**Task to complete:** Convert the lines below into a JSON list of strings, with one string for each line and blank lines omitted.

****

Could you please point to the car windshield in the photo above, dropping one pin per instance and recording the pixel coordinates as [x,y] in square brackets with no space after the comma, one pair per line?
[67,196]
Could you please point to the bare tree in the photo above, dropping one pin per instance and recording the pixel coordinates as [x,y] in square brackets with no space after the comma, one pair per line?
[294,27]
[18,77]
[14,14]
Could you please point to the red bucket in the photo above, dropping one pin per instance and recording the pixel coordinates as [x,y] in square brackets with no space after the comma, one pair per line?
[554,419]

****

**Expected output:**
[
  "Could you please point to the car windshield in the photo above, dropping one pin per instance and recording the pixel coordinates as [x,y] in square brackets with no space after the comma, one pair per line?",
  "[67,196]",
  "Could you please point to the bare tree in the photo above, dropping one pin per instance and recording the pixel coordinates as [x,y] in square brackets with no space after the comma, one pair per line?",
  "[294,27]",
  "[18,77]",
  "[14,14]",
  "Could you please point to the red bucket in the photo above, dropping one pin per instance and recording the pixel coordinates as [x,y] in square brackets with no space after the comma, one pair per line?",
  "[554,419]"
]